What you return must match the data below exactly, minus any pictures.

Region pointing data:
————
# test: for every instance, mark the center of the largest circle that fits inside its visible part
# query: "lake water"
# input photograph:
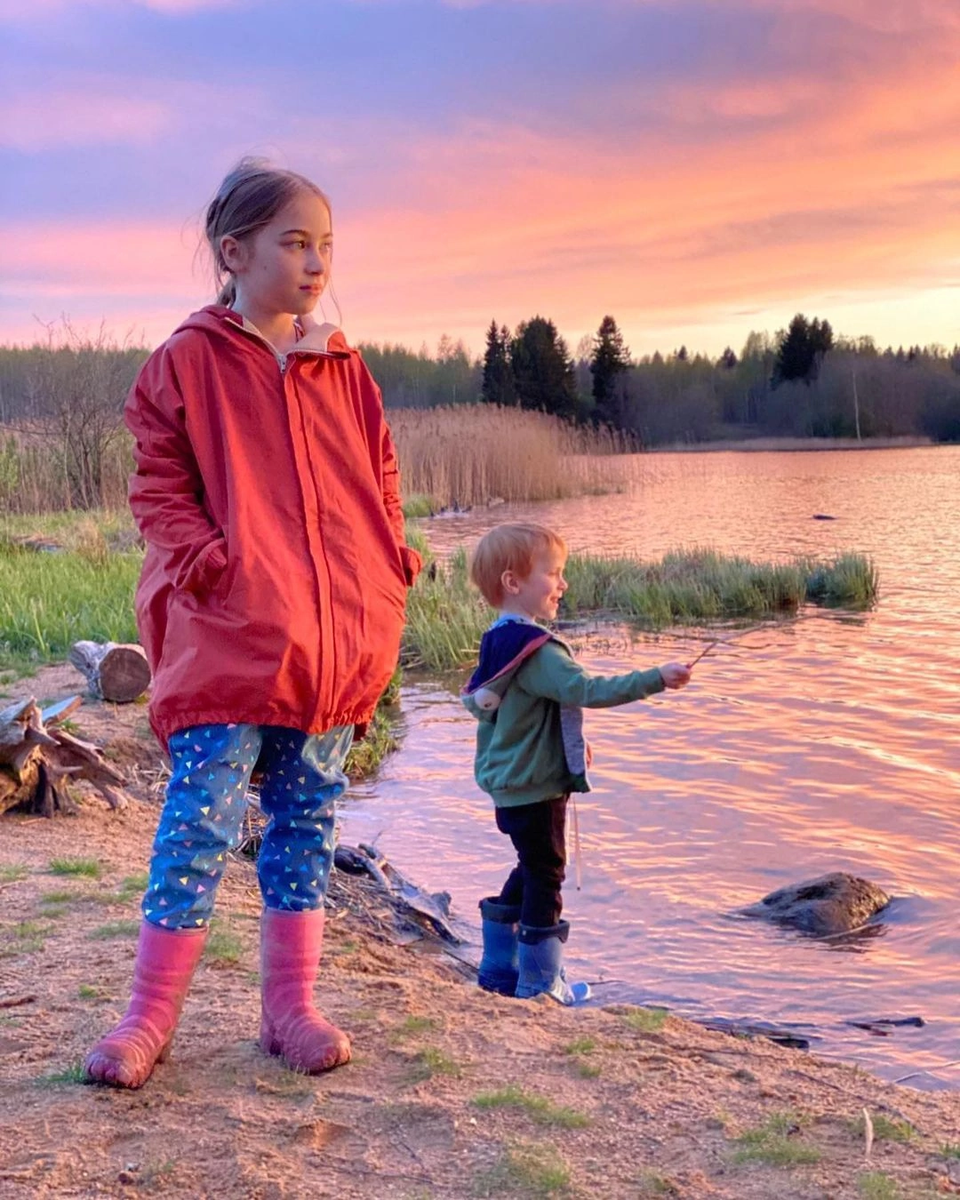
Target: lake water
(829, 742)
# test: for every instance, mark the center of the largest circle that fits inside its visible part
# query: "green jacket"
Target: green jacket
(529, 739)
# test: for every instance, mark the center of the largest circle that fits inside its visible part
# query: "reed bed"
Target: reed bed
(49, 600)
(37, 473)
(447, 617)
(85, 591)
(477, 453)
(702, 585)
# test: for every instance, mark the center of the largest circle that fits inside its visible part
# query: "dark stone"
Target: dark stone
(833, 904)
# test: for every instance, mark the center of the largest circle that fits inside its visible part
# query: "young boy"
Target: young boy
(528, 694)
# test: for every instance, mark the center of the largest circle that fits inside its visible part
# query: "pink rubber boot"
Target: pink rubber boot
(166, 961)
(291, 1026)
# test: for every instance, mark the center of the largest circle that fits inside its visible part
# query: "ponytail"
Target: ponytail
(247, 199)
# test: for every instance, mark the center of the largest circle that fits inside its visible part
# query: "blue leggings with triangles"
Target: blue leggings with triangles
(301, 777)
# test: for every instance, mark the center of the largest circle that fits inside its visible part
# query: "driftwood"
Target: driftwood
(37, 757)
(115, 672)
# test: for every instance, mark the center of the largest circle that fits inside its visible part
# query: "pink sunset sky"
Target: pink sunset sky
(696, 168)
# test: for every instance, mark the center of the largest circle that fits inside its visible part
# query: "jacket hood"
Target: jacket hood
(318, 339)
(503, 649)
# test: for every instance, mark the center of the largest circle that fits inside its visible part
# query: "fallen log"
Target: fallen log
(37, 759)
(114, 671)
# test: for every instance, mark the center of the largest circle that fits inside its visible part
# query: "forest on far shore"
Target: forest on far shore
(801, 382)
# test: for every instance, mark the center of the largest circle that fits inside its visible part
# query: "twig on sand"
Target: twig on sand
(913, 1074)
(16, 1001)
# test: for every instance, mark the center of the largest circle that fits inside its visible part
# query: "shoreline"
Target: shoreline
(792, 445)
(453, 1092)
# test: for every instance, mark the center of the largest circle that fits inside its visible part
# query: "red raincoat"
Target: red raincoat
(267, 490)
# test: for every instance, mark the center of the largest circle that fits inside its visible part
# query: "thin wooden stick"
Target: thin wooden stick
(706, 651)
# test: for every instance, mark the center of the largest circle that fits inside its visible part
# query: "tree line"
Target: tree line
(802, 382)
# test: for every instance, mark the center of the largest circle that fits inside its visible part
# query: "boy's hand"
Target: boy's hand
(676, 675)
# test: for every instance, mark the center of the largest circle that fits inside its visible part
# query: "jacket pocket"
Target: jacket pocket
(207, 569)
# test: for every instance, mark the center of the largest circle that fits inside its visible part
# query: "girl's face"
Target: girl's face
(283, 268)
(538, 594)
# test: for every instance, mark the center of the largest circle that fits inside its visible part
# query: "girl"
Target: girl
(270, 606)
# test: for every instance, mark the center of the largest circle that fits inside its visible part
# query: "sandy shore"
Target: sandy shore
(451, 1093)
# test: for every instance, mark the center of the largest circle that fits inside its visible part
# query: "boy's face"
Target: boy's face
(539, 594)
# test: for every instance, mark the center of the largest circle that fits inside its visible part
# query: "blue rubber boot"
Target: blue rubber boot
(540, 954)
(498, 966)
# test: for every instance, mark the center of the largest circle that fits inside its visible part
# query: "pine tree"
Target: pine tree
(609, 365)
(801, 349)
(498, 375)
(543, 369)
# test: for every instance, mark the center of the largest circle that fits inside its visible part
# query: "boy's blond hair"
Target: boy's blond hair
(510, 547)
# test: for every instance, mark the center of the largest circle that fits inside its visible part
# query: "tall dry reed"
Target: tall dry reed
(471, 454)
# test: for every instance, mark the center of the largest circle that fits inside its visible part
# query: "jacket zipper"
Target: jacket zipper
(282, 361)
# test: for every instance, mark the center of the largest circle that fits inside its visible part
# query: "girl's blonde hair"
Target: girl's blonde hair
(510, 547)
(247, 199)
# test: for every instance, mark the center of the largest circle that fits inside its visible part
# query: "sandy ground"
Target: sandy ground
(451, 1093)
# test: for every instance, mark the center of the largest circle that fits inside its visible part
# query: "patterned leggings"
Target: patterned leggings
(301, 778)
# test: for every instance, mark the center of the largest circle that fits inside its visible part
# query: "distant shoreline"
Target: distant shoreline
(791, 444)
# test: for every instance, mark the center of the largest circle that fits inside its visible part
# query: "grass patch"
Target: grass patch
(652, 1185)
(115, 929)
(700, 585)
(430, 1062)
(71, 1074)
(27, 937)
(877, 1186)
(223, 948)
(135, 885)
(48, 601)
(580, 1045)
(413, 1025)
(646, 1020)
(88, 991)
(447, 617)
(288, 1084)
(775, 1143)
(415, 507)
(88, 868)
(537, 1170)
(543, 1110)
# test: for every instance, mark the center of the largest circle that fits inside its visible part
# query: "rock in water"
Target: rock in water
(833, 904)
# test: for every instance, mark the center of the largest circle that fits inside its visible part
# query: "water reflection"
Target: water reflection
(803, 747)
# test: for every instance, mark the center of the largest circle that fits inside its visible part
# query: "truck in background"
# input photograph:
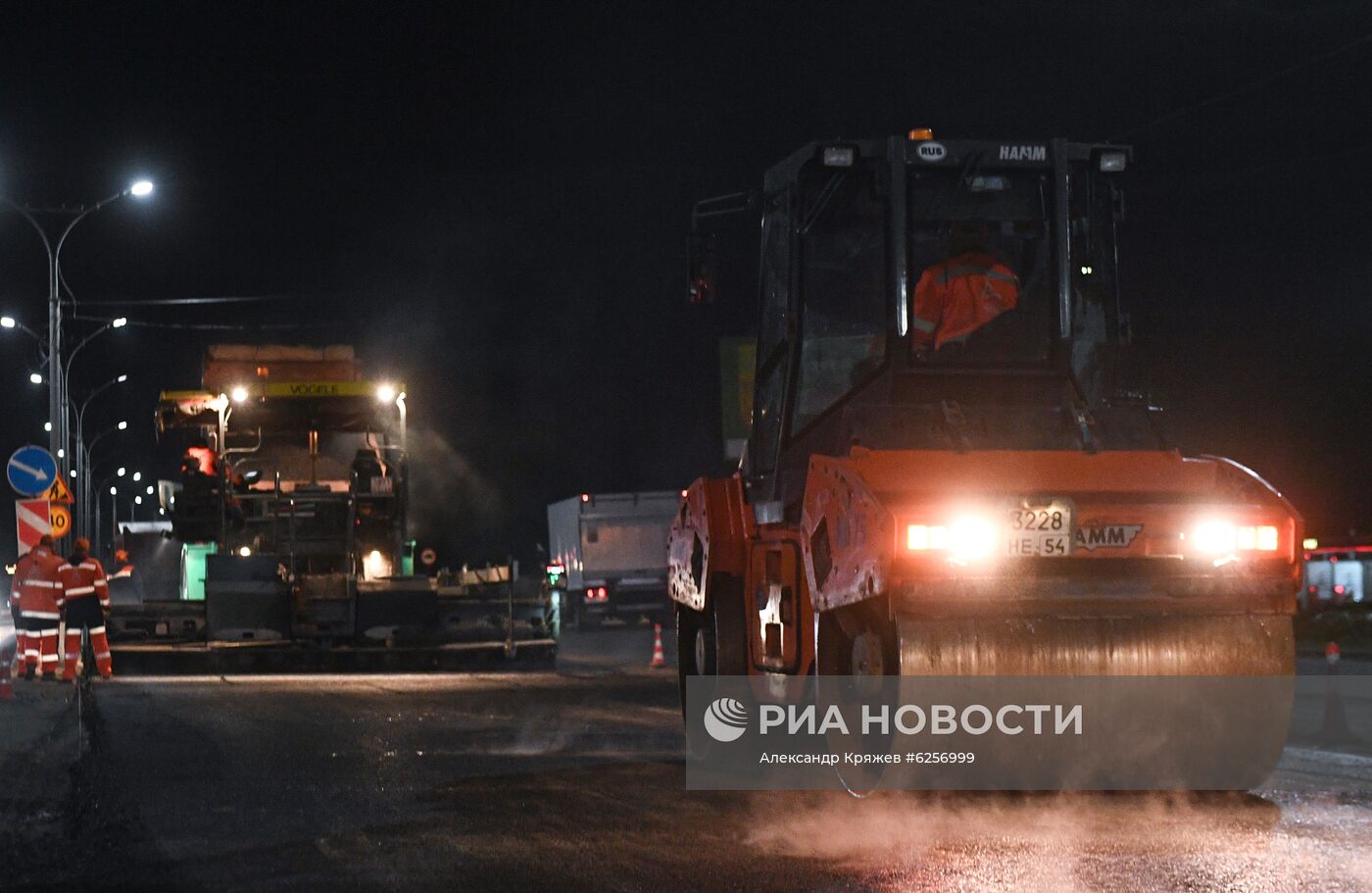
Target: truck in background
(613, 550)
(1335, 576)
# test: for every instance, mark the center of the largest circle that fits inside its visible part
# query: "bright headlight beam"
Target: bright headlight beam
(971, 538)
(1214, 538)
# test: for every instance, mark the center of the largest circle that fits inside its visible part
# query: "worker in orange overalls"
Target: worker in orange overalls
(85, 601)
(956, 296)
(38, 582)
————
EXERCISE SOLUTION |
# test: for every instance, mark the center of the largest circle that fits inside its visible part
# query: "lake water"
# input photograph:
Target: lake water
(829, 742)
# test: for every instance, mark the center of the largest circle that fits inside its visible part
# query: "green jacket"
Target: green jacket
(529, 739)
# test: for every instance, mark the center of the largest circle that fits inside its visible part
# query: "reed bed"
Target: reed bed
(49, 600)
(37, 473)
(447, 617)
(85, 591)
(477, 453)
(702, 585)
# test: for every instance, mark the center of the largest circle that fits inside its visible part
# query: "dark stone"
Target: dark stone
(833, 904)
# test: for every instance, mark the center of the largest circle that fits inside its visible part
# query: "young boy"
Target: young boy
(528, 694)
# test: for every instance, mark the center of the largest circle that fits inside its visible part
# query: "pink rubber boot"
Target: pink rubber boot
(166, 961)
(291, 1026)
# test: for every instance, mark the center of the largest circle that fits inside its visible part
# query: "ponytail"
Target: ponytail
(247, 199)
# test: for every instance, mark the center of the largest circle that fits inside its visible part
# query: "blue leggings with triangles"
Target: blue leggings with triangles
(301, 777)
# test: for every instance, mark the center of the largest circle that fits inside its visible part
# query: "driftwood"
Target: driftwood
(37, 757)
(115, 672)
# test: for every instance, mark the center of the largest circle that fits inside its visible part
# query: "pink sunset sky"
Target: pink sunset sky
(696, 168)
# test: for every instance, mark the center of the largest circle that fits inside its visible part
# query: "jacket hood"
Target: jacket hood
(318, 339)
(503, 649)
# test: for every instance, mark the center of the largest circle that fits inside its visible part
# query: "fallen log"
Target: fallen log
(37, 759)
(114, 671)
# test: for every instance, mark the center of the largest circle that fits inside its visible part
# query: "forest on far shore"
Target: forest on far shore
(801, 382)
# test: for every instance, mark the center of the largest circle that fits inside its visible part
# query: "twig on sand"
Target: twig on sand
(913, 1074)
(16, 1001)
# test: for every instance, mark the center of the largest circle that fits inside its visible part
# query: "shoreline"
Target: shoreline
(792, 445)
(453, 1092)
# test: for every instance, mark the center of the largest circle that fits inside its visible part
# query: "red raincoat"
Target: red raincoat
(267, 490)
# test: for every instance, mark the center of the largest circle that fits inside its visible part
# query: "thin wooden stick"
Target: thin wooden stick
(706, 651)
# test: for every instance, mark the center of the largest circle that fits inside its visible part
# query: "tree line"
Target: tree line
(802, 382)
# test: for every instance, mark the center of the largest circle that fits inside its visible part
# query: "boy's hand"
Target: boy's hand
(676, 675)
# test: for every instance, mark the center of the largest circle that fits inside its visible part
# query: "jacket pocket"
Target: jacket pocket
(207, 569)
# test: for every instance, mark the center of the largest circle that fits inside its visible part
# query: "girl's face"
Target: girl's face
(283, 268)
(538, 594)
# test: for every instance, mark the center of the largest circle that fits inside its visible part
# query: "girl"
Target: girl
(270, 606)
# test: for every instance, mark the center of the largest circle that fits inside its visible part
# query: "sandy shore"
Target: sandy shore
(451, 1093)
# test: for every instance, mark the center of the largest circle that fits inside its visible part
# query: "boy's face"
Target: boy's face
(539, 594)
# test: for every instance, mark the center of the largest circle that fits inside its visible part
# query: "blue rubber boot"
Target: blue rubber boot
(540, 954)
(498, 966)
# test: for every instance, mark the center of the largest circle that fits inside its visible part
# query: "pine tree"
Target: pine tree
(609, 365)
(801, 349)
(498, 375)
(543, 369)
# test: for every instance, mark the center of the largest circle that fits inside its visible part
# query: "boy's blond hair"
Target: boy's blond hair
(510, 547)
# test: for every instance, mark the center of the largest circle that fits inside its visible part
# query: "tall dry reed"
Target: tall dry reed
(471, 454)
# test: for every instance, mark the center of the largest circle that fits inside its visible part
# query: "jacket zipper"
Target: jacket zipper
(282, 361)
# test: for every instance, mark the center of the largest circle that fits inside its visible part
# query: "girl's blonde hair"
Target: girl's blonde hair
(510, 547)
(247, 199)
# test: for every instance, mark the center of the largest circle that fits inside its visible part
# query: "sandy ground"
Target: sandy ground
(451, 1093)
# test: for every instance, mark the center of the largest circle that fits inside its visible part
# query: "patterned leggings"
Target: patterned leggings
(301, 778)
# test: for every instance, mark the center of the largest circle that fits inside its visible part
# query: "distant shoreline"
Target: distant shoreline
(791, 444)
# test: for every instance, mark the center of the largest circle that fits inside its visible part
# query: "grass patch"
Target: grass patch
(652, 1185)
(115, 929)
(700, 585)
(430, 1062)
(71, 1074)
(27, 937)
(877, 1186)
(223, 948)
(135, 885)
(48, 601)
(580, 1045)
(413, 1025)
(646, 1020)
(88, 991)
(447, 617)
(288, 1084)
(775, 1143)
(415, 507)
(88, 868)
(537, 1170)
(543, 1110)
# test: for every instance, mark the center of the largest circle that fits inside its visible part
# query: "rock in water"
Target: rock in water
(833, 904)
# test: for every instance, mark the center of the largest circle that fits inside its visible part
# query: "water reflection"
Target: water reflection
(803, 747)
# test: for every instance, mark the center of the largest circle that fits inside its visible part
# query: "truck in background"
# input photograph:
Target: truck in background
(613, 550)
(1335, 576)
# test: for every instance, mark the center of the largest circle that fits inside its visible part
# query: "bright headlight beam"
Target: bright headlight beam
(971, 538)
(1214, 538)
# test: for every instance, mark the center of the largest circle that fits inside its visible part
# query: "worker in orange overalls"
Target: worker in orange overalls
(85, 601)
(956, 296)
(38, 582)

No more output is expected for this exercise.